#### Document excerpt:
○ ○ ○ ○

Six newly elected Californians are in Washington this week for a crash course in how to be a member of Congress.
They are sitting through daylong sessions on ethics, advice on hiring competent staff and managing their office budgets, and how to write legislation. Rep.-elect Jimmy Panetta (D-Carmel) compared the experience to trying to drink from a fire hose.
So The Times asked some of California's veteran members of Congress what advice they have for new members.
Rep. Ted Lieu (D-Torrance) suggested bringing noise-canceling headphones, Rep. Linda Sanchez (D-Whittier) advised buying duplicate pairs of shoes rather than carry them back and forth across the country.
Others were more serious tips. Rep. Grace Napolitano (D-Norwalk) urged her new colleagues to find members already working on issues they care about, rather than starting from scratch all alone. Rep. John Garamendi (D-Walnut Grove) said they should go to every available training session or seminar on Capitol Hill in order to get up to speed as soon as possible.
"Follow the rules so that your good work is not undercut," said Rep. Zoe Lofgren (D-San Jose), who leads the California Congressional Caucus.
"Get to know the Republicans from your state," Rep. Juan Vargas (D-San Diego) said. "It's great to work across the aisle because there are lots of things you actually can do for your state that are positive."
Some cautioned that the pace in Washington is slower that in the Statehouse or on a city council, where some new members have served.
"Slow and steady," Rep. Doug LaMalfa (R-Richvale) said. "Don't get too enamored with passing a bunch of bills."
But the most frequent piece of advice was to focus on the people who sent them to Washington.
"Effective constituent services makes you a great public servant," said Rep. Barbara Lee (D-Oakland).
Finally, "get to know a really good therapist," advised Rep. Mark DeSaulnier (D-Concord).

○ ○ ○ ○

#### Available data:
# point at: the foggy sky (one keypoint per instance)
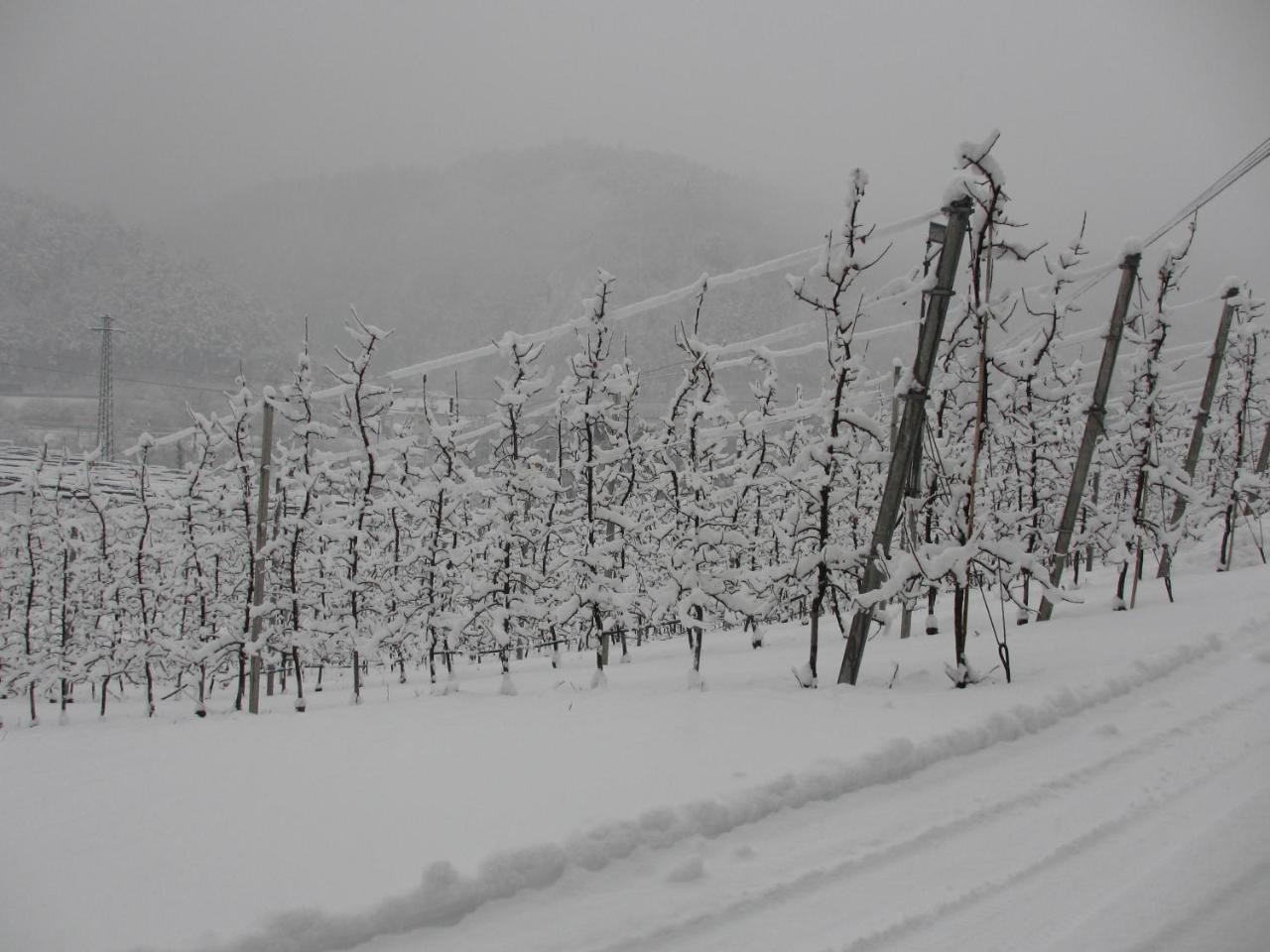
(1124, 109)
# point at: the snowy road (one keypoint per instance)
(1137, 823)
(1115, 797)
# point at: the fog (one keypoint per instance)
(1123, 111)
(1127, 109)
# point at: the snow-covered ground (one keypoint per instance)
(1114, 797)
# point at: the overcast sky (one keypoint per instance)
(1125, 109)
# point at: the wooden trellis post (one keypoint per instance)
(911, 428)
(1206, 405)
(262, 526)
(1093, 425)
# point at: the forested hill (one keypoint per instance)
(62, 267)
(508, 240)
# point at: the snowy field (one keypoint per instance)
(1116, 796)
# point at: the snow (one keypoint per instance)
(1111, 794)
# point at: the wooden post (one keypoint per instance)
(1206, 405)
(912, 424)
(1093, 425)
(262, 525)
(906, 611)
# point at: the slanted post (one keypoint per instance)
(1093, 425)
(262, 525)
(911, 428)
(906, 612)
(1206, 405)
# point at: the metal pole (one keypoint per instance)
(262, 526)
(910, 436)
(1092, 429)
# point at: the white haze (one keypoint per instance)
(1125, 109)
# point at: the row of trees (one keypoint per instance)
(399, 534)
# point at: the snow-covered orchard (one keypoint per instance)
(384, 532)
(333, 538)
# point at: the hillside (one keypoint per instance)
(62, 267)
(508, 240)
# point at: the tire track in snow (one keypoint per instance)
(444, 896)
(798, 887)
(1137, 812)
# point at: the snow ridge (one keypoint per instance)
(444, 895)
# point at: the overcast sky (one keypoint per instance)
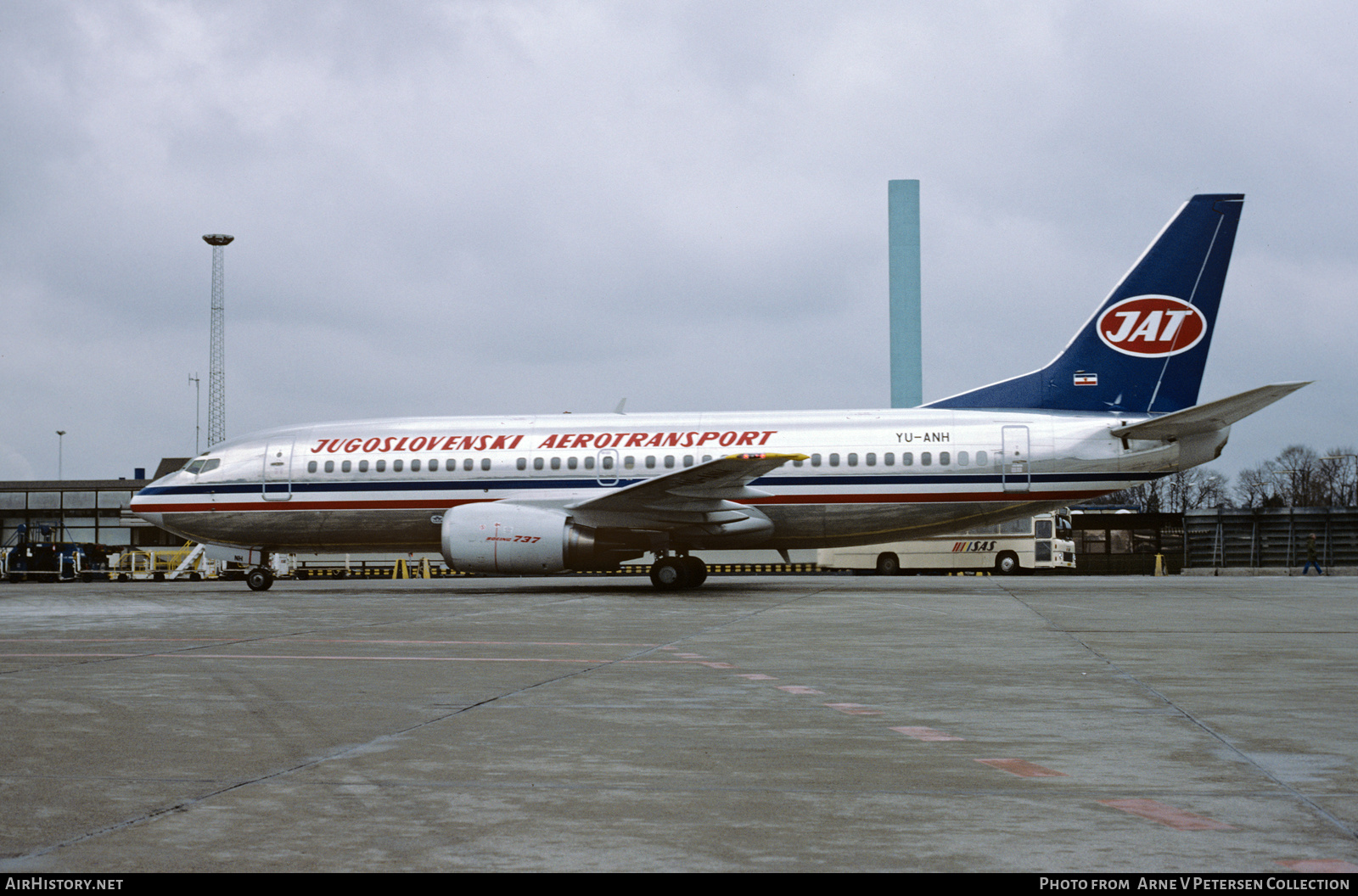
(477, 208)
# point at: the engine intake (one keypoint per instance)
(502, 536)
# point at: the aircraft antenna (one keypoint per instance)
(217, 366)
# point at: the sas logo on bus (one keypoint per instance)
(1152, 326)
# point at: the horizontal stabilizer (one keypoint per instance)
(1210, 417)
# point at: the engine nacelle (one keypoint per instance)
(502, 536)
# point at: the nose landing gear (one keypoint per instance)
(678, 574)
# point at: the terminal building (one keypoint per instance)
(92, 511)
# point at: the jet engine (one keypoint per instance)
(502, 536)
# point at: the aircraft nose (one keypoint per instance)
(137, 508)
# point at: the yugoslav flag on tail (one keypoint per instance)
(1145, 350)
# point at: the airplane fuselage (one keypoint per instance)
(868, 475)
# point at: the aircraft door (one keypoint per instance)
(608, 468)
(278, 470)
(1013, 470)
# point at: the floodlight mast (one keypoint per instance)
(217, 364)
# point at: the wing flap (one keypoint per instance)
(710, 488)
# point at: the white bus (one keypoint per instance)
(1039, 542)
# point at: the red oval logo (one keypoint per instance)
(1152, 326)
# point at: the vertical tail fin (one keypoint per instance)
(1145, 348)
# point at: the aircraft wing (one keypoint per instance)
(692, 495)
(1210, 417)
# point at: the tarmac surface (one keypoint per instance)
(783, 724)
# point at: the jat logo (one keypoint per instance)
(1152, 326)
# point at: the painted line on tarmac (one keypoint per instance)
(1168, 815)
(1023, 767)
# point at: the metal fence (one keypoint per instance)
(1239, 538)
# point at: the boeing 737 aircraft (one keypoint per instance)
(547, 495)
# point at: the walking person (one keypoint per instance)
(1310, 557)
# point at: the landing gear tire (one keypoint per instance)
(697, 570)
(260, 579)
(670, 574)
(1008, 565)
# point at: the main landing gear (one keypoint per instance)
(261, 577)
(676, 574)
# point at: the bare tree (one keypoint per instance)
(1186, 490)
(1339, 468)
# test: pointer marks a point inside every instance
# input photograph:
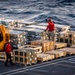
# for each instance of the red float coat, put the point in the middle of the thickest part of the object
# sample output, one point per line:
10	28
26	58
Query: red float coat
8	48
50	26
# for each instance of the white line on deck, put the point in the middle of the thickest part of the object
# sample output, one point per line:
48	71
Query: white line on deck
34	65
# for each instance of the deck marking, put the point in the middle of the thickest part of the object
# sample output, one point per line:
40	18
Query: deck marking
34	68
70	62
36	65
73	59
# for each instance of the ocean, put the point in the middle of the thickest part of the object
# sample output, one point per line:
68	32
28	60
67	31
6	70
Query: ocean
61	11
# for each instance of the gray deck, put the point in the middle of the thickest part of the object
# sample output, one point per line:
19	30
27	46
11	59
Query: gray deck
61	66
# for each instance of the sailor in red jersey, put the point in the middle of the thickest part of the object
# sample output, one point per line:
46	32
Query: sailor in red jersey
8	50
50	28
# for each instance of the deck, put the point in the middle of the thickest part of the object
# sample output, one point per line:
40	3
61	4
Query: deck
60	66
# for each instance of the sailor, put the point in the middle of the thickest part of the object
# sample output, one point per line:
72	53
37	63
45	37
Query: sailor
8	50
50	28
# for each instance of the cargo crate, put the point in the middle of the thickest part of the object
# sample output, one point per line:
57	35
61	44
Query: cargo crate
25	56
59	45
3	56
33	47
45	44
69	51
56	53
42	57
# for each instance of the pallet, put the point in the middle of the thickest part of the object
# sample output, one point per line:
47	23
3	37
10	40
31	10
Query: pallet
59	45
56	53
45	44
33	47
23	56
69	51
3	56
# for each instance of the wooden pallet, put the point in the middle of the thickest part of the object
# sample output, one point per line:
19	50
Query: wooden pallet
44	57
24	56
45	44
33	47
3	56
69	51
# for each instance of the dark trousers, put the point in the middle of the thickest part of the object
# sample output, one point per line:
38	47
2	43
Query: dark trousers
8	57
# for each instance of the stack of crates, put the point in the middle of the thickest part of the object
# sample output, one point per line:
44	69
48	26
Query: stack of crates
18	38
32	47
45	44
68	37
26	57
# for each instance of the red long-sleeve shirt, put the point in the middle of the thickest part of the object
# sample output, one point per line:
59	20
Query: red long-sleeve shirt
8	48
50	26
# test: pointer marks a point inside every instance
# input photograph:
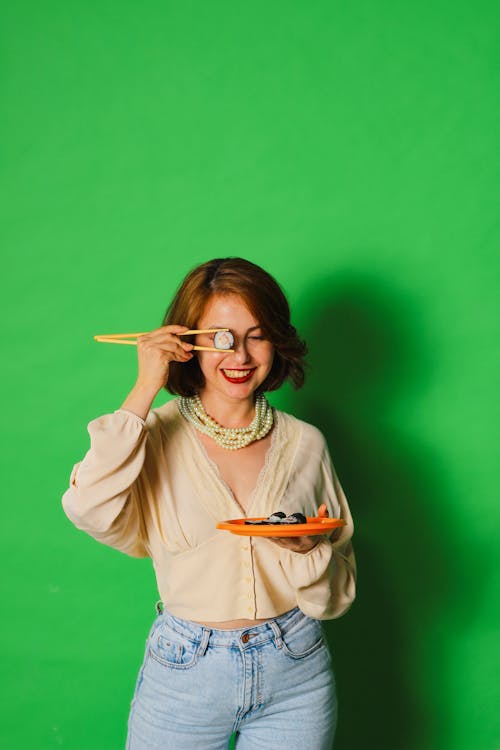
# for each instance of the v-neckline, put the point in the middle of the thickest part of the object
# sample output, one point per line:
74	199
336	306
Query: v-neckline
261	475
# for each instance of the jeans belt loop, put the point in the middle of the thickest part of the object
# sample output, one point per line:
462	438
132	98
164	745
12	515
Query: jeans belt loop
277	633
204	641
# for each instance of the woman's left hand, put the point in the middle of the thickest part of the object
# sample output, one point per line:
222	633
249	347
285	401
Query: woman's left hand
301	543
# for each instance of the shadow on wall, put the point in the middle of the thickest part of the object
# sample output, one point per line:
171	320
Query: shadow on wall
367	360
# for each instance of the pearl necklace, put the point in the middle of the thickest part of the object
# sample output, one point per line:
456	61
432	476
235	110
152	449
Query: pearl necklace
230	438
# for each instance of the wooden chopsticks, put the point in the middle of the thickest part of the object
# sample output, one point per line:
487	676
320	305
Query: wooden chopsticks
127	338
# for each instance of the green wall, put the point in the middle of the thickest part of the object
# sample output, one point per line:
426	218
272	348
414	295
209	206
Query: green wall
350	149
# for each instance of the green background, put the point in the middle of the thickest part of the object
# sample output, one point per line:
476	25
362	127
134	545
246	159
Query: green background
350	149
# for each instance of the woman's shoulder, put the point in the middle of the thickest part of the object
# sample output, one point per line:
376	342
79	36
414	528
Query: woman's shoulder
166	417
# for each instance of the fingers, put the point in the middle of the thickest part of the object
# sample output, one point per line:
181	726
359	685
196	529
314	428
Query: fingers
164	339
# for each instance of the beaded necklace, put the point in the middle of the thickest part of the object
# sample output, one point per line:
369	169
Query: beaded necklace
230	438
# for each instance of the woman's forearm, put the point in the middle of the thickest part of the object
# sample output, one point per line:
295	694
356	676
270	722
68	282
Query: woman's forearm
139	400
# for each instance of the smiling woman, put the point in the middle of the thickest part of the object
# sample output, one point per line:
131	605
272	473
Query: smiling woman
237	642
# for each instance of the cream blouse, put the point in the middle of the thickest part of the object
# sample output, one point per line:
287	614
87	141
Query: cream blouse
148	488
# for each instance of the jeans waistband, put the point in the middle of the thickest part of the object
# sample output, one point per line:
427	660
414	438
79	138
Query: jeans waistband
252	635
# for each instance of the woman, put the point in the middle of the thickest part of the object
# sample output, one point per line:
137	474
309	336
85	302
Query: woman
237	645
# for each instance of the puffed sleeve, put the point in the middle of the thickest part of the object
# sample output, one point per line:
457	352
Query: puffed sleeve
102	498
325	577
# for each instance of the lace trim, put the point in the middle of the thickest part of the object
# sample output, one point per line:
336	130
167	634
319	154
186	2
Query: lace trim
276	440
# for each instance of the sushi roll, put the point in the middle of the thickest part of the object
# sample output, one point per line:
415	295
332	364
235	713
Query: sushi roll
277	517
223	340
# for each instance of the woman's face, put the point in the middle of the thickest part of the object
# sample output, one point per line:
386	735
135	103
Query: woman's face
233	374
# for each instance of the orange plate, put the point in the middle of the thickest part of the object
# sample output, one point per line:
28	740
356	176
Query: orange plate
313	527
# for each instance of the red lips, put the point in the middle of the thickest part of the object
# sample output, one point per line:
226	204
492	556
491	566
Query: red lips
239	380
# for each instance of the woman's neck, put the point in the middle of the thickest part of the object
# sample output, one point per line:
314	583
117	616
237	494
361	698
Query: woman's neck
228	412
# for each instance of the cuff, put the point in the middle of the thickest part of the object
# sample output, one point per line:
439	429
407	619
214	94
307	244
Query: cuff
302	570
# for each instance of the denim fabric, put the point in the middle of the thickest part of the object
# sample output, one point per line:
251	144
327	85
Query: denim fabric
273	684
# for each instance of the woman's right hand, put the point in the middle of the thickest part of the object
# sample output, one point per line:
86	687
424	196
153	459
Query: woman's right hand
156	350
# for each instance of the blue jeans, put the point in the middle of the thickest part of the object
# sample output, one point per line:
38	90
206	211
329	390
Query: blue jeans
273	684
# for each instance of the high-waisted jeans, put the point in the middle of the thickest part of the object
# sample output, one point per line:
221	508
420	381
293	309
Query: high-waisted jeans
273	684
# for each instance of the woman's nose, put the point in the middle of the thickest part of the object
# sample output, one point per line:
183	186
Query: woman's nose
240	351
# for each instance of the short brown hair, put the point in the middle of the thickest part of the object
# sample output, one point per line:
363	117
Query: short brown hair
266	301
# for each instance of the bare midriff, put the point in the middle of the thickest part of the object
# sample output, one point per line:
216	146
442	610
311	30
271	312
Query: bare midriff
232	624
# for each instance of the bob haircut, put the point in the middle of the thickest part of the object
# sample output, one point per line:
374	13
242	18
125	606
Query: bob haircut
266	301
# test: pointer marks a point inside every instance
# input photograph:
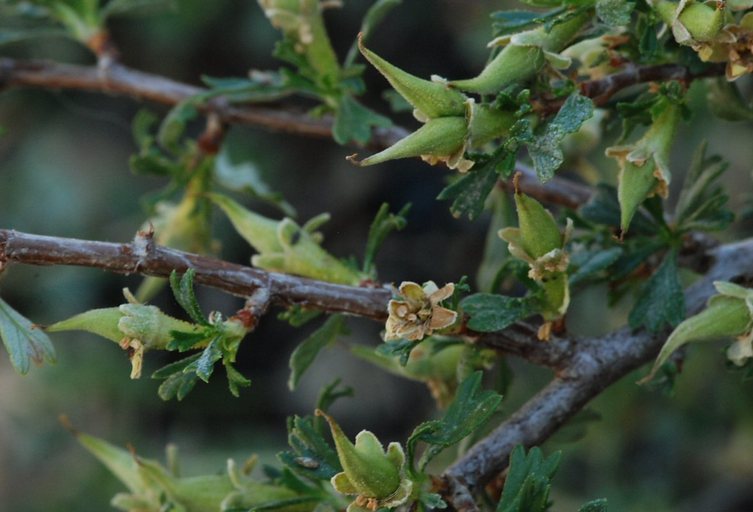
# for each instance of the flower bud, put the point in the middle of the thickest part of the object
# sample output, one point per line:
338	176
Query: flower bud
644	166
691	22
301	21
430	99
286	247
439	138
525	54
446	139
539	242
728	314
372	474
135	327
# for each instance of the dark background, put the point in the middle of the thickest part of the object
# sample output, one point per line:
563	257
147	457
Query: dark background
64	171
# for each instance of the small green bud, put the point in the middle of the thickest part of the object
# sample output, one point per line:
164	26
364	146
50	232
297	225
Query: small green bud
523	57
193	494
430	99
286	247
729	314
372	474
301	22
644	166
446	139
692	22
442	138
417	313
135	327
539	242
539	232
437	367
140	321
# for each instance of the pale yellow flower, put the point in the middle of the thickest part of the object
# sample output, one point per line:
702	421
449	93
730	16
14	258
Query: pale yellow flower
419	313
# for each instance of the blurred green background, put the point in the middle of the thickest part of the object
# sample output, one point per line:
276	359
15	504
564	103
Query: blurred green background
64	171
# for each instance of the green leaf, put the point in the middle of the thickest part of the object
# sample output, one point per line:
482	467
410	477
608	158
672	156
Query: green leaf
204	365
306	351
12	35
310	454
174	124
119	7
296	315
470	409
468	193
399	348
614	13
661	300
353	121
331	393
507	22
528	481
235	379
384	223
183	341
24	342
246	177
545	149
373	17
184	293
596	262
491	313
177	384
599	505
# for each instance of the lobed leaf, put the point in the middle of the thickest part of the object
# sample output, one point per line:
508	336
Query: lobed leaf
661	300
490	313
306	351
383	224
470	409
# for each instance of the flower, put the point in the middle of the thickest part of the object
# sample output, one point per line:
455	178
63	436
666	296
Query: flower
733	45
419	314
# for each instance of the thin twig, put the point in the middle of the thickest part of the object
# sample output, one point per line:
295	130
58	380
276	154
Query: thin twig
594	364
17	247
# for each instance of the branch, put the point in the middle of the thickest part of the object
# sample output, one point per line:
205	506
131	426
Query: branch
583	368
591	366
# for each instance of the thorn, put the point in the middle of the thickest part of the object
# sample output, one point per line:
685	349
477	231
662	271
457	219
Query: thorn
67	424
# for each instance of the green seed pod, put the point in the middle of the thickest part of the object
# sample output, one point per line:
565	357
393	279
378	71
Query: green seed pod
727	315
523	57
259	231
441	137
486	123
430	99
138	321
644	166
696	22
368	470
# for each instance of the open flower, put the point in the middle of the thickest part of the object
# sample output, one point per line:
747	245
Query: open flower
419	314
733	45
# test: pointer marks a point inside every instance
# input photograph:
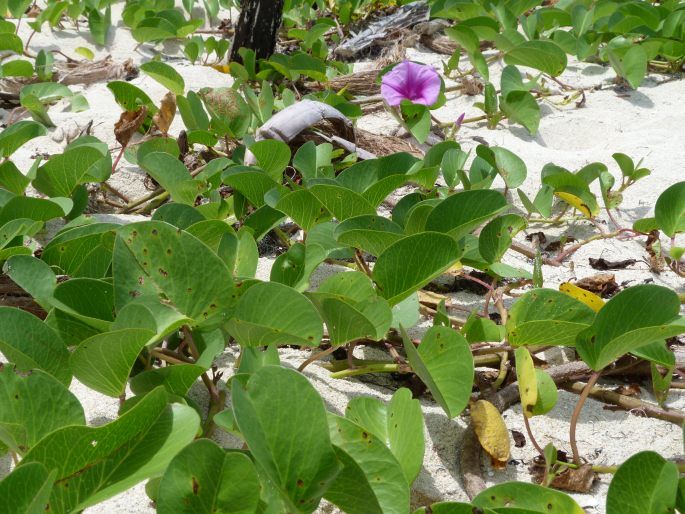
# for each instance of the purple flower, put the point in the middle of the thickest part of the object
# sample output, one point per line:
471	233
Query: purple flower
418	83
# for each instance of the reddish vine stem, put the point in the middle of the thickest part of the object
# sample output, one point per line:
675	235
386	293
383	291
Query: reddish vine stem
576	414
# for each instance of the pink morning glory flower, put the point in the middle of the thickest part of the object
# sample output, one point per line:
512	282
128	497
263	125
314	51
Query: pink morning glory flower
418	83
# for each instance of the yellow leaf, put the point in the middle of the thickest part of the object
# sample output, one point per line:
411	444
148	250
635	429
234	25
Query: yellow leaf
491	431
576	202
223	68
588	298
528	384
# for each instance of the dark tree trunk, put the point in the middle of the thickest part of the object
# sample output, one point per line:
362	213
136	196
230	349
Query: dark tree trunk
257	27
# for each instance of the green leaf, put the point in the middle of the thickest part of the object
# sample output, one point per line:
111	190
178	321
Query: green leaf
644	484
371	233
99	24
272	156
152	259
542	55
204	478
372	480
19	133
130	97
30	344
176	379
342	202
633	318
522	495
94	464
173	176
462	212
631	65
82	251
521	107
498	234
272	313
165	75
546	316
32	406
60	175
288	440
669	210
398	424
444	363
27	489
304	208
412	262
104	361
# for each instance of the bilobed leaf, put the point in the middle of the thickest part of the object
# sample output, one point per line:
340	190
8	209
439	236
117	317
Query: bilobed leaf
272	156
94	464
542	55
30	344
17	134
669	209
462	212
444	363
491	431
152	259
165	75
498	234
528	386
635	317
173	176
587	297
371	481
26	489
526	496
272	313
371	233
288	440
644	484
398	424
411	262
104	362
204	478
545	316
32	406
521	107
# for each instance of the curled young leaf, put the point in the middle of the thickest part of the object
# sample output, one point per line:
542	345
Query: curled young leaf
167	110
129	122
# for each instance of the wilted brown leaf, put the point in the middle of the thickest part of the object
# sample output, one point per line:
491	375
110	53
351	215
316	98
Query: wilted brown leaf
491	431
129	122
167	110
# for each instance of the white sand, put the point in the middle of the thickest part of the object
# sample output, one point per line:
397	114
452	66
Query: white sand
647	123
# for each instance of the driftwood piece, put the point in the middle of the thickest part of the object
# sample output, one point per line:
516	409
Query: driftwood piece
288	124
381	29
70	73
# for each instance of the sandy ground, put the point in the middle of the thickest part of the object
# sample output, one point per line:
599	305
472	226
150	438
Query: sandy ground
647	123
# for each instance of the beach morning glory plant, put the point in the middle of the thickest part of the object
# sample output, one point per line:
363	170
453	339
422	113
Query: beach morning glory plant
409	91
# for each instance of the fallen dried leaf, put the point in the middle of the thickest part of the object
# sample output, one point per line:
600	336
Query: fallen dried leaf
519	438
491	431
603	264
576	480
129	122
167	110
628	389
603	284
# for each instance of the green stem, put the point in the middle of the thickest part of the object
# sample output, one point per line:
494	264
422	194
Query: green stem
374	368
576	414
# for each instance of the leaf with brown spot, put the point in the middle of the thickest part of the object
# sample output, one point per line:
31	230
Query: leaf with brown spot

○ ○ ○ ○

#### Work instructions:
Return the passage from the article on advice for new members of Congress, starting at "Some cautioned that" and ending at "Barbara Lee (D-Oakland).", with its wording unchanged. None of the entries are needed for the work that comes next.

#### Answer box:
Some cautioned that the pace in Washington is slower that in the Statehouse or on a city council, where some new members have served.
"Slow and steady," Rep. Doug LaMalfa (R-Richvale) said. "Don't get too enamored with passing a bunch of bills."
But the most frequent piece of advice was to focus on the people who sent them to Washington.
"Effective constituent services makes you a great public servant," said Rep. Barbara Lee (D-Oakland).